● Stated task: Lay out everything in the records from the line containing "Where can you spot the finial" down to the line containing "(361, 1218)", both included, as a Markdown table with the columns Row and Line. Number each line in Row, and leave out blank lines.
--
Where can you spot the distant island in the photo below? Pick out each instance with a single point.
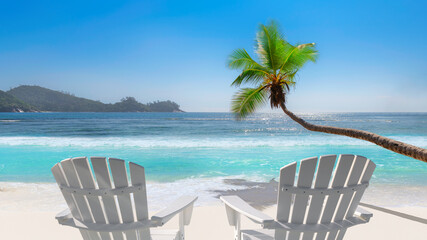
(27, 98)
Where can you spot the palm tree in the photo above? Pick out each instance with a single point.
(274, 75)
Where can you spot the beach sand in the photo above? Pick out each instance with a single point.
(210, 223)
(27, 211)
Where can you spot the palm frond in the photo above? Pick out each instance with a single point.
(247, 100)
(269, 45)
(299, 55)
(240, 59)
(253, 75)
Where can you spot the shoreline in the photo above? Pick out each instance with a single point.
(43, 226)
(42, 196)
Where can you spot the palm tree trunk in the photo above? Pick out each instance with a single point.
(388, 143)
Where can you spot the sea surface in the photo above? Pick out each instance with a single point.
(193, 152)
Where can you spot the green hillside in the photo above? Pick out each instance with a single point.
(49, 100)
(9, 103)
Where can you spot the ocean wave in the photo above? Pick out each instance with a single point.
(10, 120)
(183, 142)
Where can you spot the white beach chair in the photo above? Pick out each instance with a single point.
(316, 207)
(111, 208)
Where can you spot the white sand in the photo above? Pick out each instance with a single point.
(210, 223)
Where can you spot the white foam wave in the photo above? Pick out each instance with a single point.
(47, 196)
(185, 142)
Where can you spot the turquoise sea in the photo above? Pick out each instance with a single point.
(203, 148)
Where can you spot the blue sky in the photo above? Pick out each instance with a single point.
(372, 54)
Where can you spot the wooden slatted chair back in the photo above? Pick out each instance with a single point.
(321, 194)
(105, 195)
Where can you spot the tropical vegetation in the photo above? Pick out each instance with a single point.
(35, 98)
(273, 75)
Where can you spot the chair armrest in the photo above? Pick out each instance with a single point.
(183, 203)
(64, 216)
(363, 214)
(237, 204)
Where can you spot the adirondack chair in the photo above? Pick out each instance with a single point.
(105, 208)
(316, 207)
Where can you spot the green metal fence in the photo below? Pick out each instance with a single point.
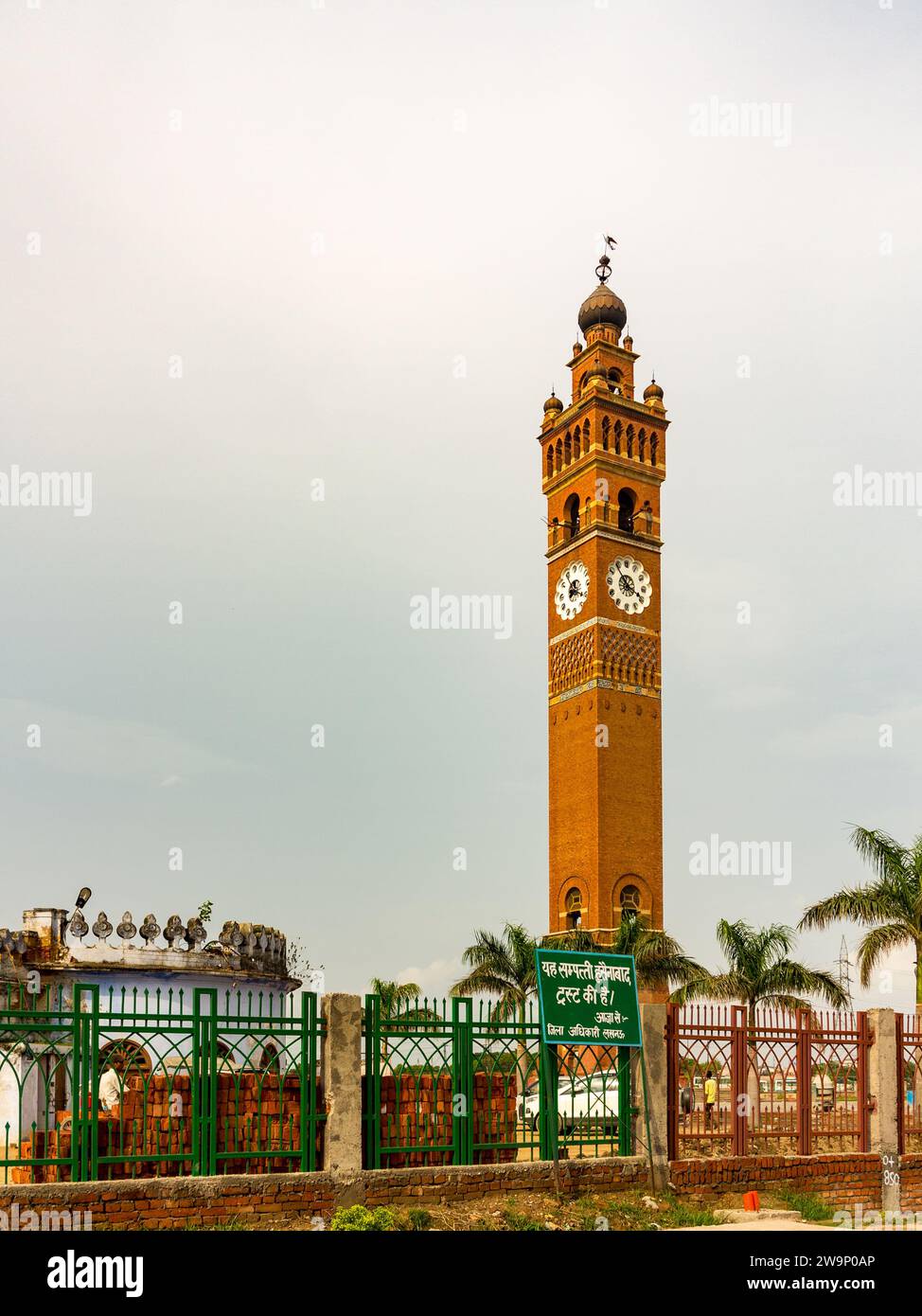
(463, 1082)
(139, 1083)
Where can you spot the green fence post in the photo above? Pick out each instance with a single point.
(462, 1080)
(625, 1100)
(547, 1104)
(204, 1082)
(308, 1080)
(84, 1126)
(372, 1080)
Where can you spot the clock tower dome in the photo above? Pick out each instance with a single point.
(603, 465)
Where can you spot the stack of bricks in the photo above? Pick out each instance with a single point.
(151, 1129)
(424, 1117)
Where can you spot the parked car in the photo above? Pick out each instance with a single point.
(581, 1102)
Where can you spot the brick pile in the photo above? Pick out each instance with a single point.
(421, 1115)
(256, 1112)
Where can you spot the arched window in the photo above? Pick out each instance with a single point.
(129, 1059)
(629, 899)
(574, 907)
(571, 515)
(627, 503)
(270, 1058)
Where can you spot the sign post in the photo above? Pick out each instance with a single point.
(588, 998)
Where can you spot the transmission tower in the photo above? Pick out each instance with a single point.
(844, 970)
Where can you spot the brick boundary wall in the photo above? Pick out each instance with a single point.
(181, 1203)
(843, 1180)
(911, 1182)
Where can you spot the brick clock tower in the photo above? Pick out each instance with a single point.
(603, 465)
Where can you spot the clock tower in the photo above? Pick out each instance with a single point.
(603, 465)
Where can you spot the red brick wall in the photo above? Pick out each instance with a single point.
(253, 1115)
(911, 1182)
(181, 1203)
(175, 1203)
(846, 1178)
(424, 1116)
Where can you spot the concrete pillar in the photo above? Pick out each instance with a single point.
(652, 1022)
(884, 1095)
(341, 1074)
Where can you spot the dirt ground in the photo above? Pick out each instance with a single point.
(529, 1212)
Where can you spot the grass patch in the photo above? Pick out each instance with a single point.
(809, 1205)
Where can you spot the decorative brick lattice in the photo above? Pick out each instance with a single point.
(630, 657)
(571, 661)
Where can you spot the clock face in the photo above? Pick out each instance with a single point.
(573, 591)
(629, 584)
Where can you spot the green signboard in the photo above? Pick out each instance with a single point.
(588, 999)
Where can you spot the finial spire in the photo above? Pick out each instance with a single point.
(604, 267)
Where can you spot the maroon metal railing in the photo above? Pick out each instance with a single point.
(784, 1082)
(909, 1082)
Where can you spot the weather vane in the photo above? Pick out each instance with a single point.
(604, 267)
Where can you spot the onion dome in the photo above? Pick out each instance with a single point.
(603, 307)
(652, 395)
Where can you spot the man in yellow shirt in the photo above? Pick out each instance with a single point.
(709, 1096)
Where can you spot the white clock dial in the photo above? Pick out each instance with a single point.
(629, 584)
(573, 591)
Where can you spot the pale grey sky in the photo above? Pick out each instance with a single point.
(365, 230)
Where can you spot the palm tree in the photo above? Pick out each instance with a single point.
(504, 968)
(891, 906)
(658, 957)
(395, 1007)
(762, 972)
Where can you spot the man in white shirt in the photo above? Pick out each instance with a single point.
(110, 1089)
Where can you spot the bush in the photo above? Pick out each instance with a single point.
(418, 1218)
(361, 1218)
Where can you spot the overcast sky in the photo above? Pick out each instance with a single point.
(249, 245)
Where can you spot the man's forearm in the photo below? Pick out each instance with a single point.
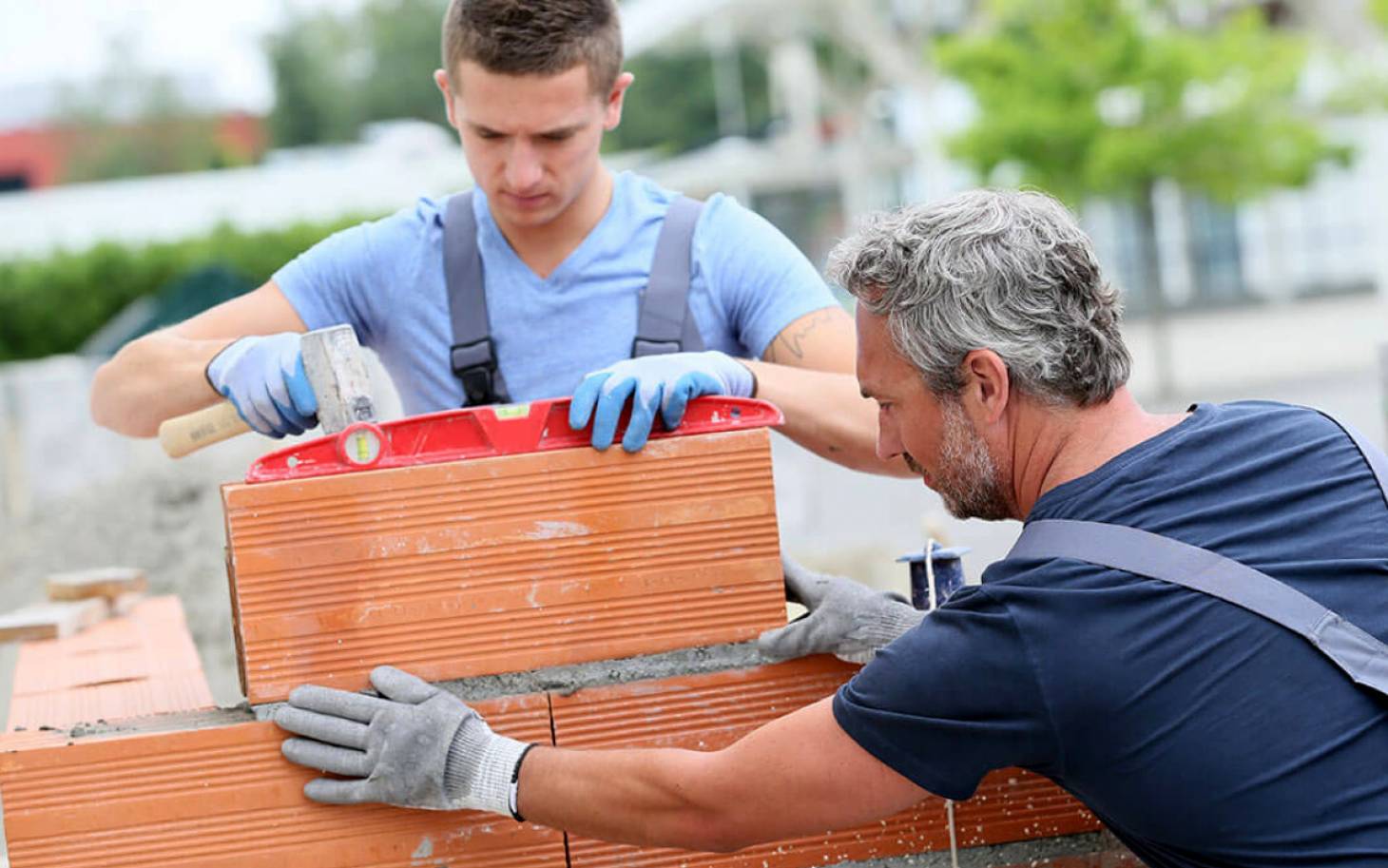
(151, 379)
(826, 415)
(652, 798)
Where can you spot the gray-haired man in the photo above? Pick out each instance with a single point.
(1201, 732)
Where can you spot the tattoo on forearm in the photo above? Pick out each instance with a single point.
(791, 342)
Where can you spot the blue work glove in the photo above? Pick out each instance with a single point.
(414, 746)
(264, 379)
(665, 382)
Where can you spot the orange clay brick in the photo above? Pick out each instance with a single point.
(504, 564)
(223, 798)
(711, 711)
(133, 665)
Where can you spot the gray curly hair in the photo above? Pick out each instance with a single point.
(1004, 271)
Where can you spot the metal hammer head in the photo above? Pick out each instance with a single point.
(338, 376)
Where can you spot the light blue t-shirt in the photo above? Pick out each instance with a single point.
(386, 280)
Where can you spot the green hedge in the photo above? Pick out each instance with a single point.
(53, 304)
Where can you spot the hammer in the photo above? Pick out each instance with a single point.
(338, 378)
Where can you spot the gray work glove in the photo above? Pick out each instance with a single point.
(414, 746)
(845, 618)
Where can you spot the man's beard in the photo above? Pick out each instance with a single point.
(968, 478)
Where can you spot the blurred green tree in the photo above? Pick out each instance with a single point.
(133, 121)
(1108, 97)
(335, 72)
(1102, 97)
(403, 50)
(672, 106)
(316, 63)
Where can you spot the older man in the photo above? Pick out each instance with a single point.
(1203, 732)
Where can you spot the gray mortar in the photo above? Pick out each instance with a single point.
(1016, 853)
(576, 677)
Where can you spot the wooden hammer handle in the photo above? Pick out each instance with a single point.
(190, 433)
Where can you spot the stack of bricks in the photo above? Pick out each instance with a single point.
(575, 597)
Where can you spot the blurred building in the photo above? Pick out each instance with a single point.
(1292, 286)
(45, 154)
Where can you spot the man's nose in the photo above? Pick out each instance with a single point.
(889, 445)
(524, 168)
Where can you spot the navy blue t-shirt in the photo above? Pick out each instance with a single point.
(1200, 732)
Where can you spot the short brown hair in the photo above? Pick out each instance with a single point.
(534, 38)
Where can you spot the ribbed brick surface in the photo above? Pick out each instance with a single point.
(223, 798)
(139, 664)
(504, 564)
(709, 711)
(1012, 804)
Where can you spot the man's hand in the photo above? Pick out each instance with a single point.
(665, 382)
(845, 618)
(264, 378)
(415, 746)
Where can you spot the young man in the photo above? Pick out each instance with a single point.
(1201, 731)
(565, 255)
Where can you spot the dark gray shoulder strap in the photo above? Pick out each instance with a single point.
(1359, 654)
(665, 324)
(473, 355)
(1373, 455)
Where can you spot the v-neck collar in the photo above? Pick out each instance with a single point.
(572, 264)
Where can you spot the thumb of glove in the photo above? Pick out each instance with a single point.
(796, 639)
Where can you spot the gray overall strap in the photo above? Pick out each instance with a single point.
(665, 324)
(473, 355)
(1148, 554)
(1363, 657)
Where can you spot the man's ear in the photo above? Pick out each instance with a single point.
(987, 385)
(614, 103)
(442, 79)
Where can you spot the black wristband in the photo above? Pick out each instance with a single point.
(515, 780)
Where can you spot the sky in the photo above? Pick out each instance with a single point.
(214, 44)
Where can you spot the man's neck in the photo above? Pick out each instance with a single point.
(1055, 446)
(546, 246)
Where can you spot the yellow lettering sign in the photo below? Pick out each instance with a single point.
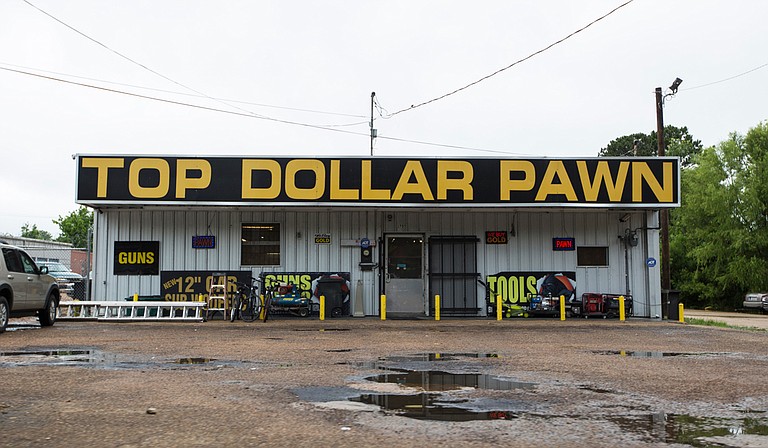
(164, 178)
(184, 182)
(549, 187)
(463, 183)
(102, 171)
(270, 166)
(507, 185)
(602, 176)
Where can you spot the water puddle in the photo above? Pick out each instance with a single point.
(321, 329)
(425, 406)
(435, 380)
(92, 358)
(695, 431)
(650, 354)
(194, 360)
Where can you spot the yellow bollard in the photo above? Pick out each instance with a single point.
(562, 307)
(383, 307)
(621, 309)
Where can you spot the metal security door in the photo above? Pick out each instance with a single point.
(404, 276)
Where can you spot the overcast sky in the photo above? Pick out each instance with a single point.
(317, 62)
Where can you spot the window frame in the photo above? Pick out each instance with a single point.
(263, 258)
(579, 252)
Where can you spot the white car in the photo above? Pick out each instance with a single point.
(25, 288)
(756, 301)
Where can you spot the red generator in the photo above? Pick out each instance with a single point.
(593, 304)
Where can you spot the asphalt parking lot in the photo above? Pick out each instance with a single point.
(362, 381)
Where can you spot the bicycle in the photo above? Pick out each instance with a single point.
(269, 292)
(247, 303)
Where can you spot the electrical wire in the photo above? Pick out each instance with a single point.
(297, 109)
(131, 60)
(180, 103)
(727, 79)
(514, 63)
(249, 115)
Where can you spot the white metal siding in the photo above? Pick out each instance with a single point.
(529, 247)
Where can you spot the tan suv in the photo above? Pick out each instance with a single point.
(25, 289)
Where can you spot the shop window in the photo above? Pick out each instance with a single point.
(592, 256)
(260, 244)
(453, 274)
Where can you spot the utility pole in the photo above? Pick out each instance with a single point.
(666, 277)
(373, 131)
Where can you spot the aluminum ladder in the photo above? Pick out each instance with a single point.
(154, 311)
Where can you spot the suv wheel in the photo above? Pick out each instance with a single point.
(48, 315)
(4, 314)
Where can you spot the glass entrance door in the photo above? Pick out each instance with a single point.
(404, 276)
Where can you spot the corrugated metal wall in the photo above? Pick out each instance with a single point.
(529, 248)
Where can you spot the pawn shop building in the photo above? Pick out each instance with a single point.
(468, 230)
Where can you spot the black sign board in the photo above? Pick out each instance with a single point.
(649, 182)
(137, 258)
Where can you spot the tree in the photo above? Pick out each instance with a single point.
(677, 142)
(34, 232)
(74, 227)
(719, 236)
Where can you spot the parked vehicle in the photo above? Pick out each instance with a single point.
(25, 288)
(756, 301)
(285, 297)
(63, 275)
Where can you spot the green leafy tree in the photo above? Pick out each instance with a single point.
(74, 227)
(34, 232)
(677, 142)
(719, 236)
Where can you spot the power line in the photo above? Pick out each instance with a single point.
(514, 63)
(180, 103)
(248, 115)
(297, 109)
(129, 59)
(729, 78)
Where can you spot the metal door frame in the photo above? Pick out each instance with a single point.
(424, 277)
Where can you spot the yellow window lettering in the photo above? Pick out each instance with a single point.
(261, 165)
(549, 187)
(154, 192)
(507, 185)
(102, 171)
(136, 257)
(414, 169)
(532, 285)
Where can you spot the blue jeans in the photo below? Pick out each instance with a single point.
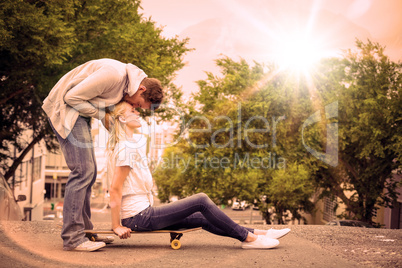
(191, 212)
(79, 154)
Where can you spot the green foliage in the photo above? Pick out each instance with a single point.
(239, 140)
(42, 40)
(248, 114)
(367, 86)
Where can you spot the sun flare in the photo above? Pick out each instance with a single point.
(297, 53)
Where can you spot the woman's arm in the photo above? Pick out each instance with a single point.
(120, 175)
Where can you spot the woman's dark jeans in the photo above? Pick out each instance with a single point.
(191, 212)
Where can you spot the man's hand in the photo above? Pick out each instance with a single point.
(122, 232)
(108, 122)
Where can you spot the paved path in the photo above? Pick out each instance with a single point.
(38, 244)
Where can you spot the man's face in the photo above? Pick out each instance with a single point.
(137, 101)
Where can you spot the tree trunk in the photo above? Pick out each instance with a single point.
(19, 159)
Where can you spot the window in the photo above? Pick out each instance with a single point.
(37, 168)
(329, 208)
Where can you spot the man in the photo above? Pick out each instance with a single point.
(81, 94)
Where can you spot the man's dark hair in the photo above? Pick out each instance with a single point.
(154, 93)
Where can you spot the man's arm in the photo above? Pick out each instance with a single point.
(92, 86)
(120, 174)
(108, 122)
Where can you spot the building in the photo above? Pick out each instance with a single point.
(329, 207)
(29, 180)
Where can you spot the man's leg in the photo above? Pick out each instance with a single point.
(79, 155)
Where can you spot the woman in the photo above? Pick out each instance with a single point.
(131, 199)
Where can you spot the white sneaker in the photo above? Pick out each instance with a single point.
(104, 238)
(89, 246)
(262, 242)
(276, 234)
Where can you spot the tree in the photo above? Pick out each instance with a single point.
(363, 88)
(231, 147)
(367, 86)
(43, 40)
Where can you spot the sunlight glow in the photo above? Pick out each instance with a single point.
(297, 53)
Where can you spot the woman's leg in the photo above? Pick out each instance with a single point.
(198, 220)
(214, 220)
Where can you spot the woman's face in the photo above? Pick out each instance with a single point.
(131, 117)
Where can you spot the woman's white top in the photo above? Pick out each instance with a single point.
(137, 188)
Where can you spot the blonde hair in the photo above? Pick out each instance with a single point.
(117, 132)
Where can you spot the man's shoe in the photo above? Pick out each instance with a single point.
(276, 234)
(89, 246)
(262, 242)
(103, 238)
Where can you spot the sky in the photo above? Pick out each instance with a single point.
(279, 30)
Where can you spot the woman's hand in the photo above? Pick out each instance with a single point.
(122, 232)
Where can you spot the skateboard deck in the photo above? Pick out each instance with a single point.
(175, 235)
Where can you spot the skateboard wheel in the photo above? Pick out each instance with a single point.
(175, 244)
--
● Result of the task:
| Row | Line |
|---|---|
| 1 | Where can you spot the finial spire in the photo above? Pick out each instance with a single point. |
| 2 | (604, 267) |
| 3 | Where can you spot the maroon metal railing in the photo above? Pick out each instance with a single point. |
| 4 | (784, 1082) |
| 5 | (909, 1082) |
| 6 | Where can you spot the weather vane in the photo above? Pick out each instance with a single point. |
| 7 | (604, 267) |
| 8 | Where can you spot the onion dome in the photo above? Pick out each instance with a single point. |
| 9 | (603, 307) |
| 10 | (652, 395) |
| 11 | Where can you spot the man in yellow shirt in the photo above? Pick out each instance with a single point. |
| 12 | (709, 1096) |
| 13 | Where can you spot the white clock dial in the photo above? Pick out each instance with a single point. |
| 14 | (629, 584) |
| 15 | (573, 591) |
| 16 | Where can you spot the pale grey sky in the photo above? Pick out each instance with a single point. |
| 17 | (365, 230) |
| 18 | Where can you spot the palm tree in the photo above? Pick out each instance with a single point. |
| 19 | (504, 968) |
| 20 | (891, 906) |
| 21 | (658, 957) |
| 22 | (395, 1007) |
| 23 | (762, 972) |
| 24 | Where can you spot the man in white shirt in the photo above? Pick out each instance with a single point. |
| 25 | (110, 1089) |
| 26 | Where can you spot the bush in the photo above? Pick out each instance with a single point. |
| 27 | (418, 1218) |
| 28 | (361, 1218) |